[Supplied data Boundary: Start]

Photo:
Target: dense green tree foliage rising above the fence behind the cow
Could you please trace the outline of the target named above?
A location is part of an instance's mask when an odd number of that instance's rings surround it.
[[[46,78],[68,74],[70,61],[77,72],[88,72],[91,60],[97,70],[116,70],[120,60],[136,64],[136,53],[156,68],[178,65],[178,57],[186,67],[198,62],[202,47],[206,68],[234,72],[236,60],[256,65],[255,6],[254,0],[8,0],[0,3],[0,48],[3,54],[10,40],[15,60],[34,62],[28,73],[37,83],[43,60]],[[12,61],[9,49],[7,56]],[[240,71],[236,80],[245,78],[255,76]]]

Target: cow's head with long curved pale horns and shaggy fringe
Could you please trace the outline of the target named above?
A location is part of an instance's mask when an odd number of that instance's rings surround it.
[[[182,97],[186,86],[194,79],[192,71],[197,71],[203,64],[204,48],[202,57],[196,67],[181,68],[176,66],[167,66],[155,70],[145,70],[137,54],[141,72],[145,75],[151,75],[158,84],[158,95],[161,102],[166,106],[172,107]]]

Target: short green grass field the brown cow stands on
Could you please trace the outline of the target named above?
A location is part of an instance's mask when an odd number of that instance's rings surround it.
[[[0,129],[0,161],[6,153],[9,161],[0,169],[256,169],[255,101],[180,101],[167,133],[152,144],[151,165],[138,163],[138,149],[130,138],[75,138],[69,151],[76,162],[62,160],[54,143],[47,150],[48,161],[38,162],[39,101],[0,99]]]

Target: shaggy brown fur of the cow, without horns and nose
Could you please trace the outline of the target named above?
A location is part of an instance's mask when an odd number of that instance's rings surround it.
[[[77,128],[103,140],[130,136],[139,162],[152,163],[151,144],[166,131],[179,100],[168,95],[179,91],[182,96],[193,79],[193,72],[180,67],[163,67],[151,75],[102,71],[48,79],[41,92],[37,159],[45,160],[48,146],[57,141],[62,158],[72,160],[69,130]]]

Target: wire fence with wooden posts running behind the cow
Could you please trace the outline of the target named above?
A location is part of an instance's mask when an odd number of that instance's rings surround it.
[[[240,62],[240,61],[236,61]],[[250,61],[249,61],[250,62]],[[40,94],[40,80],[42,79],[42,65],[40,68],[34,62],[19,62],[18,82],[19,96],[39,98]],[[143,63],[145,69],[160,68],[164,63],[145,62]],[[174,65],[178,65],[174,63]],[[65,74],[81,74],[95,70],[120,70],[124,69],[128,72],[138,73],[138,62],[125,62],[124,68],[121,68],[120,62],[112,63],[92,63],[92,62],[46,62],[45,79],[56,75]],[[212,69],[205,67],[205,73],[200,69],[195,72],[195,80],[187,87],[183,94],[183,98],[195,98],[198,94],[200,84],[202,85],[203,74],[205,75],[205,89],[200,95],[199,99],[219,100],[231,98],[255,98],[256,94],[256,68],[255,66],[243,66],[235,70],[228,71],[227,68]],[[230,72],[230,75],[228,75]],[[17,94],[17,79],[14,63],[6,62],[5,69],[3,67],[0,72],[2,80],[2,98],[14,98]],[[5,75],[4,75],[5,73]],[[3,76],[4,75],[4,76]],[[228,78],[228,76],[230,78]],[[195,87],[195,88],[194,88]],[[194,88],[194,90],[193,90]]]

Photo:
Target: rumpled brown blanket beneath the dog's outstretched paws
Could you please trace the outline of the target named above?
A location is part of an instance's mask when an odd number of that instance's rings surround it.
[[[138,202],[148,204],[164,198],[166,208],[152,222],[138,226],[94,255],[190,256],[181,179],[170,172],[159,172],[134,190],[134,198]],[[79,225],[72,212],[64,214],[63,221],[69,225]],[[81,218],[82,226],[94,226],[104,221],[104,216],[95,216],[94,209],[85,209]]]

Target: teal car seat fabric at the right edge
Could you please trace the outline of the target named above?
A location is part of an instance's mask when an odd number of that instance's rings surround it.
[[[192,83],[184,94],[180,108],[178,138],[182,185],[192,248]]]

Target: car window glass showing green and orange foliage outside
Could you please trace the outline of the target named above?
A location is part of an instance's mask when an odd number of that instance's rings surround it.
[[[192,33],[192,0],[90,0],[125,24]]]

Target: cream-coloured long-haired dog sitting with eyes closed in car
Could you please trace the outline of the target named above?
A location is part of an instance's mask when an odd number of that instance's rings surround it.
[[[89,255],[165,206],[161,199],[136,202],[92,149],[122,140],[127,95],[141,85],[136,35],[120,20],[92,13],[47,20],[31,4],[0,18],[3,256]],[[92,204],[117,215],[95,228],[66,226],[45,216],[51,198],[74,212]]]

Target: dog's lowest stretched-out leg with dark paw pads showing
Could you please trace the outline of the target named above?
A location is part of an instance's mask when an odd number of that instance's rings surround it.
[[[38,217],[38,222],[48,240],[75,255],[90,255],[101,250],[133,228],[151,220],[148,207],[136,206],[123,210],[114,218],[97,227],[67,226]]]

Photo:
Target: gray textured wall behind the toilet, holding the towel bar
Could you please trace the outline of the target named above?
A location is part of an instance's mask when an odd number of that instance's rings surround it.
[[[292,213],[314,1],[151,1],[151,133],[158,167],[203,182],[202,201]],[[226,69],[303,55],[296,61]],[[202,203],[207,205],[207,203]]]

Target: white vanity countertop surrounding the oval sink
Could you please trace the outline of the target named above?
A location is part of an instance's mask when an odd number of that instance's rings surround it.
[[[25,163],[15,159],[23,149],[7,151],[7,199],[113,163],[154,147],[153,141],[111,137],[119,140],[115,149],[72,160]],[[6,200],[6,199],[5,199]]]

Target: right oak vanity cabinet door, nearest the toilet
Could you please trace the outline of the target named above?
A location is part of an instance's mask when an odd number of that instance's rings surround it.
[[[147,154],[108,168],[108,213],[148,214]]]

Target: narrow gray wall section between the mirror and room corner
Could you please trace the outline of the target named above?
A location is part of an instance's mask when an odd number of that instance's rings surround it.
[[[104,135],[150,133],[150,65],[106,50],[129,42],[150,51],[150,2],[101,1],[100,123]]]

[Supplied data Boundary: End]

◆ Exercise prompt: Repeat the data above in full, word for word.

◆ Response area:
Photo:
Target: dense green tree foliage rising above the fence behind the cow
Could you please trace the outline of the target named above?
A location is part of an instance's mask when an odd number of that instance's rings surround it.
[[[46,78],[68,74],[70,61],[77,72],[88,72],[91,60],[97,70],[116,70],[120,60],[136,64],[136,53],[156,68],[178,65],[178,57],[186,67],[198,62],[202,47],[206,68],[234,72],[236,60],[256,65],[255,6],[254,0],[8,0],[0,3],[0,48],[3,54],[10,40],[15,60],[34,62],[28,73],[37,83],[43,60]],[[12,61],[9,49],[7,56]],[[240,71],[236,80],[245,78],[255,76]]]

Target: cow's head with long curved pale horns and shaggy fringe
Could you please trace the outline of the target named above?
A location is part of an instance's mask when an odd number of that instance's rings surround it.
[[[182,97],[186,86],[194,79],[192,71],[197,71],[203,64],[204,48],[202,57],[196,67],[181,68],[176,66],[167,66],[155,70],[145,70],[137,54],[141,72],[145,75],[151,75],[158,84],[158,95],[161,102],[166,106],[172,107]]]

Target: short green grass field the brown cow stands on
Could you please trace the outline of the target named above?
A location is part of an instance's mask when an odd number of that instance's rings surround it.
[[[0,129],[0,161],[6,153],[9,161],[0,169],[256,169],[255,101],[180,101],[167,133],[152,144],[151,165],[138,163],[138,149],[130,138],[75,138],[69,151],[76,162],[62,160],[54,143],[47,150],[48,161],[38,162],[39,101],[0,99]]]

Target: shaggy brown fur of the cow, without horns and nose
Could you please trace the outline of the target named above?
A location is part of an instance's mask when an odd number of that instance's rings surround it.
[[[77,128],[103,140],[130,136],[139,162],[152,163],[151,144],[166,131],[179,100],[168,95],[179,91],[182,96],[193,79],[193,72],[180,67],[163,67],[151,75],[102,71],[48,79],[41,92],[37,159],[45,160],[48,146],[57,141],[62,158],[72,160],[69,130]]]

Target: wire fence with wooden posts running behind the cow
Could you please trace the outline of the target named above?
A location is part of an instance's mask when an odd number of that instance's rings surround it.
[[[240,62],[240,61],[236,61]],[[250,61],[249,61],[250,62]],[[40,94],[40,80],[42,79],[42,65],[40,68],[34,62],[19,62],[18,82],[19,96],[39,98]],[[143,63],[145,69],[160,68],[164,63],[145,62]],[[174,65],[178,65],[174,63]],[[65,74],[81,74],[95,70],[120,70],[124,69],[128,72],[138,73],[138,62],[125,62],[124,68],[121,68],[120,62],[112,63],[92,63],[92,62],[46,62],[45,79],[56,75]],[[212,69],[205,67],[205,73],[200,69],[195,72],[195,80],[187,87],[183,94],[183,98],[195,98],[198,94],[200,84],[202,85],[203,74],[205,75],[205,89],[200,95],[199,99],[219,100],[231,98],[255,98],[256,94],[256,68],[255,66],[243,66],[235,70],[228,71],[227,68]],[[230,72],[230,75],[228,75]],[[17,94],[17,79],[14,63],[6,62],[5,69],[3,67],[0,72],[2,80],[2,98],[14,98]],[[5,75],[4,75],[5,73]],[[3,76],[4,75],[4,76]],[[228,78],[228,76],[230,78]],[[195,87],[195,88],[194,88]],[[194,88],[194,90],[193,90]]]

Photo:
Target: rumpled brown blanket beneath the dog's outstretched paws
Could you please trace the outline of the target named above?
A location is part of an instance's mask when an odd number of that instance's rings surround it.
[[[138,202],[148,204],[164,198],[166,208],[152,222],[138,226],[94,255],[190,256],[181,179],[170,172],[159,172],[134,190],[134,198]],[[79,225],[72,212],[64,214],[63,221],[69,225]],[[81,218],[82,226],[94,226],[104,221],[104,216],[95,216],[94,209],[85,209]]]

Target: teal car seat fabric at the right edge
Could you please trace the outline of the target named above?
A location is part of an instance's mask when an odd number of that instance's rings surround it.
[[[192,83],[184,94],[180,108],[178,138],[182,185],[192,248]]]

Target: car window glass showing green and orange foliage outside
Could you please trace the outline of the target named above?
A location is part of an instance's mask when an odd number of that instance's rings surround it.
[[[192,33],[192,0],[90,0],[125,24]]]

Target: cream-coloured long-haired dog sitting with eyes closed in car
Could you please trace the outline of the target named above?
A location is part of an instance's mask when an odd number of that instance's rings surround it.
[[[89,255],[165,206],[161,199],[136,202],[92,149],[122,140],[127,95],[141,85],[136,35],[120,20],[92,13],[47,20],[31,4],[0,18],[3,256]],[[92,204],[117,215],[95,228],[66,226],[45,216],[51,198],[74,212]]]

Target: dog's lowest stretched-out leg with dark paw pads showing
Could you please trace the outline of the target named above?
A location is part of an instance's mask when an odd number of that instance's rings surround it.
[[[38,217],[38,222],[48,240],[75,255],[90,255],[101,250],[133,228],[151,220],[148,207],[136,206],[123,210],[114,218],[97,227],[67,226]]]

Photo:
Target: gray textured wall behind the toilet, holding the towel bar
Could you please trace the outline of the target named above?
A location is part of an instance's mask when an odd number of that instance's rings surround it.
[[[292,213],[314,1],[151,1],[151,133],[158,167],[203,182],[202,201]],[[226,69],[303,55],[296,61]],[[202,203],[207,205],[207,203]]]

Target: white vanity countertop surrounding the oval sink
Could you please trace the outline of the target named above?
A location is part of an instance's mask when an odd number of that instance's rings surround it.
[[[25,163],[15,159],[23,149],[7,151],[7,199],[113,163],[154,147],[153,141],[111,137],[119,140],[115,149],[72,160]],[[6,200],[6,199],[5,199]]]

Target: right oak vanity cabinet door, nearest the toilet
Could you please trace the outline of the target named above?
A location is part of an instance's mask when an odd number of that instance's rings surround it.
[[[147,154],[108,168],[108,213],[148,214]]]

Target: narrow gray wall section between the mirror and room corner
Could you please trace the outline of the target named above?
A location is part of an instance's mask when an odd number of that instance's rings surround it.
[[[104,135],[150,133],[150,65],[106,50],[129,42],[150,51],[150,2],[101,1],[100,123]]]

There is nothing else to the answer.